§ Arbeitsauftrag 1: Stimmen die folgenden Aussagen mit dem Text über Antisemiten im Deutschen Reichstag überein? Antworte zu jeder mit Ja oder Nein und zitiere wörtlich die entscheidende Stelle. (a) Bei den Wahlen 1893 zog die Deutsche Reform-Partei mit 12 Abgeordneten in den Reichstag ein. (b) Otto Böckel gelangte erst nach 1893 in den Reichstag. (c) Alle vier unabhängigen Antisemiten traten später der DRP bei.
============
Web-Tipp:
Antisemiten im Deutschen Reichstag (1881-1895)
Bei den Parlamentswahlen im Jahre
1893 gelang es der antisemitischen "Deutschen Reform-Partei" mit 12
Abgeordneten in den Deutschen Reichstag einzuziehen. Vier weitere
unabhängige Antisemiten, die sich teilweise später der DRP
anschlossen, errangen bei diesen Wahlen ebenfalls ein Mandat für den
Reichstag. Obwohl bereits während der achtziger Jahre des 19.
Jahrhunderts einzelne Antisemiten wie der Dom- und Hofprediger
Adolph Stöcker oder Dr. phil. Otto Böckel in den Reichstag Einzug
hielten, so markiert doch der Wahlerfolg der DRP von 1893 den ersten
parteipolitischen Höhepunkt in der Geschichte der Antisemiten.
============
§ Arbeitsauftrag 2: Gib bitte alles vom Anfang der Auflistung bis einschließlich der Zeile mit „rough mask: <svg“ unverändert aus.
============
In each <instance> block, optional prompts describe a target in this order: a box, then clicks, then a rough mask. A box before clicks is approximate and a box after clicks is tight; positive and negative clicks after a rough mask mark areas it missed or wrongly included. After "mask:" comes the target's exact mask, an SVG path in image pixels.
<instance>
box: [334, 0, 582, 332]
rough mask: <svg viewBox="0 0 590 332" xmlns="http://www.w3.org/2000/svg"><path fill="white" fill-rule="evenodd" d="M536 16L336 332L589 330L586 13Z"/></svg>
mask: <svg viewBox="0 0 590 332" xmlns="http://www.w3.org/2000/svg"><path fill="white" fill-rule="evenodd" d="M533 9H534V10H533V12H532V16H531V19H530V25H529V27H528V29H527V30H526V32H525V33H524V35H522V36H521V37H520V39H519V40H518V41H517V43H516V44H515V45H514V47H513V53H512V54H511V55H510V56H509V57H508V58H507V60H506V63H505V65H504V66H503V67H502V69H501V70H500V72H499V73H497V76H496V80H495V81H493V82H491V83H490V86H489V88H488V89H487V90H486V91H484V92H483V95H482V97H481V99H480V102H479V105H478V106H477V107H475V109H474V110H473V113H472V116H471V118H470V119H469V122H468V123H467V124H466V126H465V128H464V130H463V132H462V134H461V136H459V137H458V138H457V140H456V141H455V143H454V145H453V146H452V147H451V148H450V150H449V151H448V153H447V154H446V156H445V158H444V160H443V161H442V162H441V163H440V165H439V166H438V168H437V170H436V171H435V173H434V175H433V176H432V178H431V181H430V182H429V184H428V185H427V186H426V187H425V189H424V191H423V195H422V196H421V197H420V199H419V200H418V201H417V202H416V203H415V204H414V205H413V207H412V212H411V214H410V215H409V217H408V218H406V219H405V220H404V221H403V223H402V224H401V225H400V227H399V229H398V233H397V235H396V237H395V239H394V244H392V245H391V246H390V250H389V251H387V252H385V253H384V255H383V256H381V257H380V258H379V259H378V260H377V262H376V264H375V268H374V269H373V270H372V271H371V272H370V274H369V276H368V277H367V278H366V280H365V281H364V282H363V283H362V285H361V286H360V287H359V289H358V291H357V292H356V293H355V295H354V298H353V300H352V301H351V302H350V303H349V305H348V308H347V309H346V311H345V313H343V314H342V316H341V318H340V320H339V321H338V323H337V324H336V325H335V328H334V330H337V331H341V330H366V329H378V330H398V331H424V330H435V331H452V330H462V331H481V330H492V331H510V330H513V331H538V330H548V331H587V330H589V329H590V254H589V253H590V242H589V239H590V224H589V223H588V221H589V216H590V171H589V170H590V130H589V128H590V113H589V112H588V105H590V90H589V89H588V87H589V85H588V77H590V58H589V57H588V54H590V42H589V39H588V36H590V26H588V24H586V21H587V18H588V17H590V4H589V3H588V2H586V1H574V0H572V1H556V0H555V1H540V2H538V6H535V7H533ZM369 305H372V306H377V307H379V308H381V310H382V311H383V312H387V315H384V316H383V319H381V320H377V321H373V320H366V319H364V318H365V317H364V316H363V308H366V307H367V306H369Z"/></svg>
============
§ Antwort 1:
(a) Ja: „mit 12 Abgeordneten in den Deutschen Reichstag einzuziehen“
(b) Nein: „bereits während der achtziger Jahre des 19. Jahrhunderts einzelne Antisemiten wie der Dom- und Hofprediger Adolph Stöcker oder Dr. phil. Otto Böckel in den Reichstag Einzug hielten“
(c) Nein: „die sich teilweise später der DRP anschlossen“

§ Antwort 2:
In each <instance> block, optional prompts describe a target in this order: a box, then clicks, then a rough mask. A box before clicks is approximate and a box after clicks is tight; positive and negative clicks after a rough mask mark areas it missed or wrongly included. After "mask:" comes the target's exact mask, an SVG path in image pixels.
<instance>
box: [334, 0, 582, 332]
rough mask: <svg viewBox="0 0 590 332" xmlns="http://www.w3.org/2000/svg"><path fill="white" fill-rule="evenodd" d="M536 16L336 332L589 330L586 13Z"/></svg>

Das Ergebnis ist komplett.